━━ DATA EXTRACT

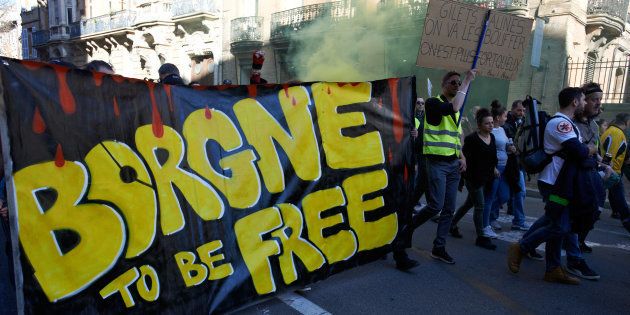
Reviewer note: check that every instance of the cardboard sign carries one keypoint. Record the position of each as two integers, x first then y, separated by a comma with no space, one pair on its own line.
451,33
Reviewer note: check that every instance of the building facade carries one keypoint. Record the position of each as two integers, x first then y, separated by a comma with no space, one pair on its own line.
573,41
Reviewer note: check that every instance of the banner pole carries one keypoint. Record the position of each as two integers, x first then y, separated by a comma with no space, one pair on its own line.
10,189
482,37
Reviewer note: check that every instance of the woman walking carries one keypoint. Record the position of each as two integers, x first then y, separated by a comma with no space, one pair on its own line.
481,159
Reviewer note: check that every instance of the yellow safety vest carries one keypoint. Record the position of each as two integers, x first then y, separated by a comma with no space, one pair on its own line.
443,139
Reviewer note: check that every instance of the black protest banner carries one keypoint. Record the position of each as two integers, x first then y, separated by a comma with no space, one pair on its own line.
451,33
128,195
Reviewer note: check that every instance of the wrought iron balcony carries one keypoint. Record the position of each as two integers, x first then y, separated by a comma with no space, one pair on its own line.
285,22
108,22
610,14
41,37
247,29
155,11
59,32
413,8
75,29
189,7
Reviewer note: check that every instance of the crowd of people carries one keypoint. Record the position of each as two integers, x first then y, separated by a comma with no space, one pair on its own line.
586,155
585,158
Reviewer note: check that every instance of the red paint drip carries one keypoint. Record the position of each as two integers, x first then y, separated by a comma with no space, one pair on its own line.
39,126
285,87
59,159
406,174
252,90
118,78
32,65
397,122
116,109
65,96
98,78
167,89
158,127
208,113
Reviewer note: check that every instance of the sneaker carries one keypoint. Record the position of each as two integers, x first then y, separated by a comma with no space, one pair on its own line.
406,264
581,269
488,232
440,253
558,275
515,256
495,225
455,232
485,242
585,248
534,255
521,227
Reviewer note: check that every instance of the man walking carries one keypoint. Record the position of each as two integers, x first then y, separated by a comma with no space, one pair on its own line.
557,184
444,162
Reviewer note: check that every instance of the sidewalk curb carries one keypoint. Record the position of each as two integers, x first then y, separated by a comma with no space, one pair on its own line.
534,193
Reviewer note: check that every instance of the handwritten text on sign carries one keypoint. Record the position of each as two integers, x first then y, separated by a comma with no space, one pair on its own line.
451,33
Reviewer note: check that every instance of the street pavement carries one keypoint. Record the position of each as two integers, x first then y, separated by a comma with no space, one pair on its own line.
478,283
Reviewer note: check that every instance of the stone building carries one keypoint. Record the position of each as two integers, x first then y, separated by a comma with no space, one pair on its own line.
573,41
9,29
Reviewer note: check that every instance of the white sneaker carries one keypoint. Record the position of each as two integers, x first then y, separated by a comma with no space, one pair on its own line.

━━━━

_EXERCISE OBJECTIVE_.
Would you set down the records above once more, exactly, with the pictures removed?

_RESPONSE TO THIS EXERCISE_.
Reviewer note: check that every instance of the cardboard sign carries one keypoint. Record the position of each as two integers, x first then y, separated by a comma with no space, one pair on its own line.
451,33
Reviewer note: check that every instance of the building facade carries one keypoint. Record the position of each as two integers, x first then y, separated by a comma with no space, one pair on its own line.
573,41
Reviewer note: check that every instance of the banner pole carries one keypoint. Record the position of each as two integers, x first then y, separated by a comma with no space, one pair on its own line.
10,189
482,37
Reviewer note: check that every instance of the woman walking carries one keypoint. Record the position of each as two integers, x first then y, separated by a comma with no space, one pair on its own line.
481,159
Reviewer note: check that every instance of the yellow safety vest carries one keypoint. Record the position of each as two integers, x first then y, separated by a comma with no space, one pair on its own line.
443,139
Reviewer note: check that every instance of the black protest banner carries one keypoint. Record the position of each as two integers, x first then y, separated by a comma with no space, one pair on its own line.
451,33
128,195
Reviewer note: check that every instance of the wrought iron balcony carries one keypoint. Record the position of each as two integers, x first then y, separated by a comma with no space, one pair on its own line.
285,22
108,22
610,14
41,37
247,29
155,11
59,32
413,8
75,29
189,7
Reviewer note: check that every instance of the crowd of people carries one keypoint. Record the position of each as two integers, x first then y, separated by a comma with no space, one pair on its own line.
586,155
585,158
Reviewer note: check that every instance of the red paint drip carries one keypoint. Record the position of each as two integers, x first then y, separated by a comma with no space, one pair on its own line.
39,126
285,87
59,159
406,174
252,90
118,78
32,65
397,122
116,109
65,96
98,78
167,89
158,127
208,113
Reviewer note: check that every instance of the sneaker carries one keypoint. Record the position of each as two integers, x first then y, separated by a comma with no space, one pair on its own line.
406,264
581,269
488,232
440,253
558,275
515,256
495,225
455,232
485,242
585,248
534,255
521,227
Reviewer note: check that every instance of the man walking carries one keypoint. Record the position of each as two integers, x first then y, separated by a comma with no space, one pair on its own line.
557,184
444,162
Reviewer note: check that every instance of the sidewalk curb carries one keypoint. Record the position of each as two integers, x first then y, separated by a comma with no space, one pair on its own line.
534,193
Reviewer note: check that every instance of the handwritten text on sign carries one keypoint. Record the position of each as two integers, x first then y, separated by a comma with no space, one pair on its own line.
451,33
Reviewer note: check that every instance of the street pavement carries one keypoint. Record the position of each as two integers, x first then y, separated by a comma with no space, one pair on its own line.
478,283
Reviewer note: check that every instance of the stone building carries one keypoint. Record the position of each as two integers, x first then y, separated by a comma with no space, one pair on its own line.
573,41
9,29
Reviewer note: check that every instance of the white sneaker carries one keypoint. Record the position of each as two integers, x first then y, separated by a comma with no space, one pair on its own line.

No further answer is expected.